> Task goal
Report each line of the rows below that contains the string "bicycle".
============
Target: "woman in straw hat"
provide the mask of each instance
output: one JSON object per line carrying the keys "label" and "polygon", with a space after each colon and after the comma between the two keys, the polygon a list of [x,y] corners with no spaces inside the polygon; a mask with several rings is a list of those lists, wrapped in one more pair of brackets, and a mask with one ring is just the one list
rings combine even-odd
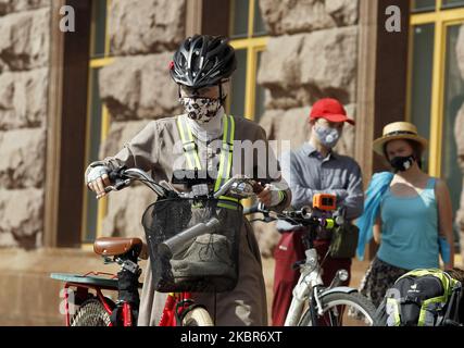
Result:
{"label": "woman in straw hat", "polygon": [[372,237],[380,245],[361,285],[376,306],[402,274],[439,268],[440,252],[446,268],[453,266],[450,195],[443,181],[421,169],[426,147],[427,140],[409,122],[388,124],[374,141],[374,151],[393,170],[374,174],[358,221],[358,257],[363,258]]}

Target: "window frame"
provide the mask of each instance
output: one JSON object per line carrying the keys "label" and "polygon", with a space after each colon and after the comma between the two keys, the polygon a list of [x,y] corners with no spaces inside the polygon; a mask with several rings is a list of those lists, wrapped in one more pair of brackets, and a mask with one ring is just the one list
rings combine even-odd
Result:
{"label": "window frame", "polygon": [[[464,8],[442,9],[442,0],[437,0],[435,11],[417,12],[410,15],[410,38],[409,38],[409,58],[407,58],[407,96],[406,96],[406,121],[411,121],[412,108],[412,64],[413,64],[413,35],[414,27],[424,24],[435,24],[434,37],[434,62],[431,80],[431,107],[430,107],[430,135],[429,135],[429,175],[441,177],[442,161],[442,141],[444,121],[444,77],[447,63],[447,33],[448,27],[456,24],[464,25]],[[428,136],[428,135],[424,135]]]}
{"label": "window frame", "polygon": [[[246,37],[231,37],[230,45],[236,50],[247,51],[247,66],[246,66],[246,86],[244,86],[244,110],[243,116],[254,121],[256,119],[256,76],[258,76],[258,57],[259,53],[265,51],[267,48],[268,35],[253,36],[254,30],[254,10],[258,0],[249,0],[248,8],[248,33]],[[229,17],[229,33],[233,33],[234,26],[234,1],[230,2],[230,17]],[[234,90],[230,91],[230,95]],[[230,96],[227,101],[227,110],[230,110]]]}
{"label": "window frame", "polygon": [[[101,0],[97,0],[101,1]],[[112,0],[105,0],[106,1],[106,15],[105,15],[105,46],[104,46],[104,54],[102,57],[92,57],[92,50],[95,47],[95,40],[96,40],[96,16],[93,13],[91,14],[91,25],[90,25],[90,54],[89,54],[89,71],[88,71],[88,88],[87,88],[87,128],[86,128],[86,152],[85,152],[85,160],[84,160],[84,169],[87,167],[89,164],[89,157],[90,157],[90,127],[91,127],[91,102],[92,102],[92,91],[93,88],[98,88],[98,86],[93,86],[92,82],[92,73],[96,70],[102,69],[104,66],[108,66],[114,62],[114,58],[111,55],[111,46],[110,46],[110,35],[109,35],[109,18],[110,18],[110,9]],[[92,11],[95,10],[95,2],[92,1]],[[110,130],[110,124],[111,124],[111,115],[110,112],[104,103],[101,105],[101,132],[100,132],[100,144],[103,144],[105,141],[109,130]],[[81,247],[84,249],[91,249],[93,243],[89,241],[87,239],[88,237],[88,231],[87,231],[87,200],[88,195],[92,195],[87,188],[83,190],[83,216],[81,216],[81,231],[80,231],[80,240],[81,240]],[[103,228],[103,219],[106,216],[108,213],[108,197],[103,197],[98,201],[98,212],[97,212],[97,231],[96,231],[96,239],[102,236],[102,228]]]}

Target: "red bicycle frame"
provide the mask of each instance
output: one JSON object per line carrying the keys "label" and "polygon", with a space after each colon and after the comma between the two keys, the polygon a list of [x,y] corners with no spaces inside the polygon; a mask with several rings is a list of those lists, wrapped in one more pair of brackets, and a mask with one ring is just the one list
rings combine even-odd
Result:
{"label": "red bicycle frame", "polygon": [[[115,278],[116,276],[110,273],[102,273],[102,272],[90,272],[85,274],[84,276],[88,275],[110,275],[112,278]],[[65,314],[65,324],[66,326],[71,325],[71,313],[70,313],[70,287],[76,288],[76,297],[77,298],[87,298],[89,289],[95,290],[97,298],[102,303],[104,310],[108,312],[108,314],[111,316],[113,314],[113,309],[111,304],[108,302],[106,298],[104,297],[102,290],[117,290],[117,288],[110,287],[110,286],[103,286],[103,285],[95,285],[95,284],[86,284],[86,283],[76,283],[76,282],[66,282],[64,284],[64,314]],[[179,302],[185,302],[191,299],[190,293],[178,293],[174,294],[171,293],[167,295],[166,302],[164,304],[163,313],[161,315],[159,326],[177,326],[177,320],[176,320],[176,308]],[[73,303],[74,304],[74,303]],[[184,306],[180,306],[178,308],[177,314],[180,315],[181,312],[188,308],[186,303]],[[134,326],[136,323],[134,323],[133,320],[133,308],[130,303],[124,302],[123,309],[122,309],[122,324],[123,326]],[[113,323],[110,323],[109,326],[114,326]]]}

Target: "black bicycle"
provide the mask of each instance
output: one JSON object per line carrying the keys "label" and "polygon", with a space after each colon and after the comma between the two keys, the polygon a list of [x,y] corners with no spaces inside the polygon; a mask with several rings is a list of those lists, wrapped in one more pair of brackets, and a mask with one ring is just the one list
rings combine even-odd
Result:
{"label": "black bicycle", "polygon": [[[325,195],[327,198],[327,195]],[[374,326],[374,304],[356,289],[339,286],[348,279],[348,272],[339,270],[331,284],[325,287],[321,278],[321,264],[314,248],[314,240],[321,227],[334,229],[343,223],[342,214],[337,211],[321,211],[303,208],[299,211],[271,212],[258,204],[246,209],[244,214],[261,213],[264,217],[253,221],[272,222],[285,220],[303,227],[305,260],[294,264],[301,272],[293,288],[293,298],[288,311],[285,326]]]}

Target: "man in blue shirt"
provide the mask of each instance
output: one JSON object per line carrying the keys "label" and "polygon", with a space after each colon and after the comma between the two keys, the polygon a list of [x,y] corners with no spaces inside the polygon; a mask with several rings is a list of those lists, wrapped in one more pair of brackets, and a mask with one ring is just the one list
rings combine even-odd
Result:
{"label": "man in blue shirt", "polygon": [[[337,196],[337,207],[346,208],[347,220],[362,214],[364,192],[361,169],[352,158],[333,151],[341,137],[344,123],[354,125],[341,103],[335,99],[321,99],[311,111],[310,140],[283,157],[283,176],[290,185],[291,206],[294,209],[312,206],[316,194],[331,194]],[[299,270],[292,270],[292,265],[304,260],[305,249],[301,233],[294,226],[279,221],[277,229],[281,233],[281,238],[274,253],[276,268],[272,318],[274,326],[281,326],[291,303],[292,289],[300,276]],[[330,234],[318,235],[314,245],[321,261],[330,246]],[[327,256],[322,268],[324,284],[328,286],[339,269],[350,273],[350,268],[351,259]],[[350,278],[346,285],[349,281]]]}

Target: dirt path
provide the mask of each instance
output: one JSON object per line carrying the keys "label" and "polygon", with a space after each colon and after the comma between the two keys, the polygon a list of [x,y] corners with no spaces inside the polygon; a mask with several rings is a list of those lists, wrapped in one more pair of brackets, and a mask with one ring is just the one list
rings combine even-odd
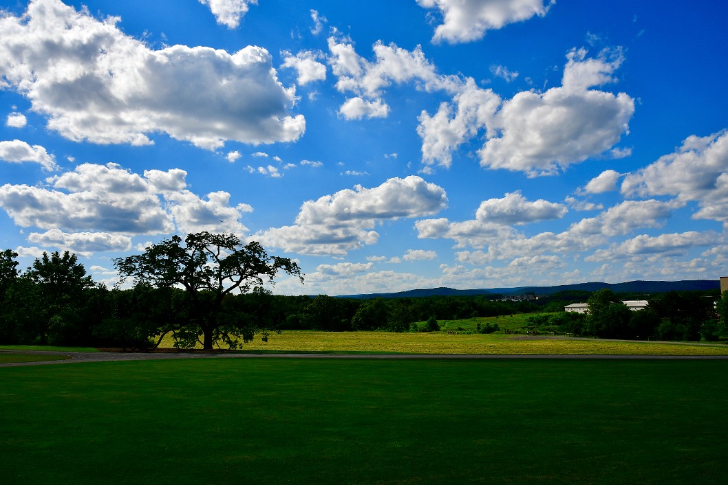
============
> Worked answer
Target: "red bicycle frame"
{"label": "red bicycle frame", "polygon": [[[115,278],[116,276],[110,273],[102,273],[102,272],[90,272],[85,274],[84,276],[88,275],[110,275],[112,278]],[[65,314],[65,324],[66,326],[71,325],[71,313],[70,313],[70,287],[76,288],[76,297],[77,298],[87,298],[89,289],[95,290],[97,298],[102,303],[104,310],[108,312],[108,314],[111,316],[113,314],[113,309],[111,304],[108,302],[106,298],[104,297],[102,290],[117,290],[117,288],[110,287],[110,286],[103,286],[103,285],[95,285],[95,284],[86,284],[86,283],[76,283],[76,282],[66,282],[64,284],[64,314]],[[179,302],[185,302],[191,299],[190,293],[178,293],[174,294],[171,293],[167,295],[166,302],[164,304],[163,313],[161,315],[159,326],[177,326],[177,320],[176,320],[176,308]],[[73,303],[74,304],[74,303]],[[184,306],[180,306],[178,308],[177,314],[180,315],[181,312],[188,308],[186,303]],[[134,326],[136,323],[134,323],[133,320],[133,308],[130,303],[124,302],[123,309],[122,309],[122,324],[123,326]],[[113,323],[110,323],[109,326],[114,326]]]}
Target: "black bicycle"
{"label": "black bicycle", "polygon": [[[325,195],[327,198],[327,195]],[[374,326],[374,304],[356,289],[339,286],[348,279],[348,272],[339,270],[331,284],[325,287],[321,278],[321,264],[314,248],[314,240],[321,227],[334,229],[343,223],[342,214],[337,211],[321,211],[303,208],[299,211],[271,212],[258,204],[246,209],[244,214],[261,213],[264,217],[253,221],[272,222],[285,220],[303,227],[305,260],[294,264],[301,272],[293,288],[293,298],[288,311],[285,326]]]}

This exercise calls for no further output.